▶ _Source document_:
What configuration are you using (number of CPUs, RAM)? I tried this on
an arm64 guest under kvm with 4 CPUs and 512MB of RAM, together with
fault injection on kmemleak_object cache and running oom01 several times
without any failures.
Qian Cai March 28, 2019, 3:24 p.m. UTC | #15
On Thu, 2019-03-28 at 14:59 +0000, Catalin Marinas wrote:		2
> +/* minimum memory pool sizes */
> +#define MIN_OBJECT_POOL		(NR_CPUS * 4)
> +#define MIN_SCAN_AREA_POOL	(NR_CPUS * 1)

I am thinking about making those are tunable, so people could have a big pool
depends on their workloads.

Also, I would like to see a way to refill this emergency pool. For example, once
OOM kiler freed up more memory. Maybe at the time of kmemleak_scan kthread
kicked in and then monitor and refill the pool whenever possible.

▶ _Data segment_:

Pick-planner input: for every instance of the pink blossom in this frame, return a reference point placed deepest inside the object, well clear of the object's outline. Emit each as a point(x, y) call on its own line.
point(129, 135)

▶ _Challenges_:
a – In the kmemleak discussion, why does the reply suggest making the minimum pool sizes tunable?
b – Carry on the kmemleak discussion from its last sentence, continuing that text rather than the data.

▶ _Outputs_:
a – It suggests making MIN_OBJECT_POOL and MIN_SCAN_AREA_POOL tunable so that people could have a big pool, depending on their workloads.

b –
Catalin Marinas March 28, 2019, 3:28 p.m. UTC | #16
On Thu, Mar 28, 2019 at 01:50:29PM +0200, Pekka Enberg wrote:
> On 27/03/2019 2.59, Qian Cai wrote:
> > > > Unless there is a brave soul to reimplement the kmemleak to embed it's
> > > > metadata into the tracked memory itself in a foreseeable future, this
> > > > provides a good balance between enabling kmemleak in a low-memory
> > > > situation and not introducing too much hackiness into the existing
> > > > code for now.
> 
> On Thu, Mar 28, 2019 at 08:05:31AM +0200, Pekka Enberg wrote:
> > > Unfortunately I am not that brave soul, but I'm wondering what the
> > > complication here is? It shouldn't be too hard to teach calculate_sizes() in
> > > SLUB about a new SLAB_KMEMLEAK flag that reserves spaces for the metadata.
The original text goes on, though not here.